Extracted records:
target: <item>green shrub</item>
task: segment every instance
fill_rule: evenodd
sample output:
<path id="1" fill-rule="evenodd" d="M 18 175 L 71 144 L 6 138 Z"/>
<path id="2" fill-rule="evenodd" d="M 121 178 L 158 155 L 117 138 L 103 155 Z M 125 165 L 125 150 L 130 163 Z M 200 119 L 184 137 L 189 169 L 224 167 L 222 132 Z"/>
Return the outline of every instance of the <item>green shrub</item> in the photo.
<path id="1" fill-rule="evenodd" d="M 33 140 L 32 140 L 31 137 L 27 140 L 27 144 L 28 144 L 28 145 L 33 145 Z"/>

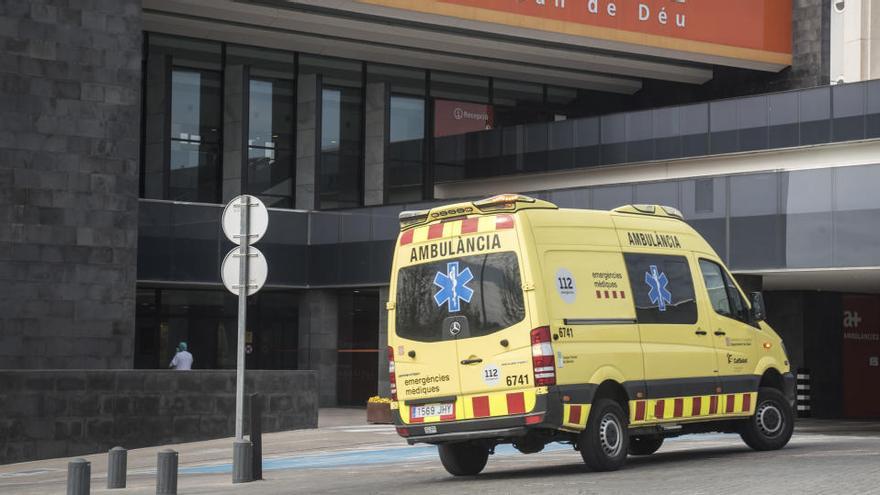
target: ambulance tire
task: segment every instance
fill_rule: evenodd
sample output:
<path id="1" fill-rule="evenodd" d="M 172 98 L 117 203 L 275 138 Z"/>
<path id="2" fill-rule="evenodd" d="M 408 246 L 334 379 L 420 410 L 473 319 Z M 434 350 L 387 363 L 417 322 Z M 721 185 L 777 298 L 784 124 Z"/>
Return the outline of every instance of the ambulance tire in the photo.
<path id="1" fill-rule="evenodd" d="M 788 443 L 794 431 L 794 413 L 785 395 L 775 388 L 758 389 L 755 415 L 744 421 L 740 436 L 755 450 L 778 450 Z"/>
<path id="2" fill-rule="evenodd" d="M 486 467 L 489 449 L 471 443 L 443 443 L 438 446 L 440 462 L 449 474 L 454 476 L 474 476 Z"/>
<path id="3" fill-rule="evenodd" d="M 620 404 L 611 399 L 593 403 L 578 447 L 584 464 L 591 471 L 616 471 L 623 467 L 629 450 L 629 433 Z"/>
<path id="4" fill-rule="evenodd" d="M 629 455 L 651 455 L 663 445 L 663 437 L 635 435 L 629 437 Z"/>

...

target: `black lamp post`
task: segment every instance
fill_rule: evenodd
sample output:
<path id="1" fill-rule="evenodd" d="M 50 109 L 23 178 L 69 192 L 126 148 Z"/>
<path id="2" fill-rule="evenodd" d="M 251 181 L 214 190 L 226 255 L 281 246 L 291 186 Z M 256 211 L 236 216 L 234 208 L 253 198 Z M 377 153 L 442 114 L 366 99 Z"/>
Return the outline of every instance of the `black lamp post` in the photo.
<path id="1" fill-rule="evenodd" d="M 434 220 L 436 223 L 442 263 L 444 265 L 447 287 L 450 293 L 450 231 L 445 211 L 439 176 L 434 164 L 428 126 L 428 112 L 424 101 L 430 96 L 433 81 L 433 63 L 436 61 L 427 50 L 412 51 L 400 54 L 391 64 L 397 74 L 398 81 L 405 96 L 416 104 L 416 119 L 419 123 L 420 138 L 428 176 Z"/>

Problem statement >> Take exactly the lines from the one containing "target: <item>green shrub</item>" through the one containing "18 175 L 71" in the data above, and output them with nothing added.

Solution to this exercise >>
target: <item>green shrub</item>
task: segment every instance
fill_rule: evenodd
sample output:
<path id="1" fill-rule="evenodd" d="M 18 175 L 71 144 L 6 138 Z"/>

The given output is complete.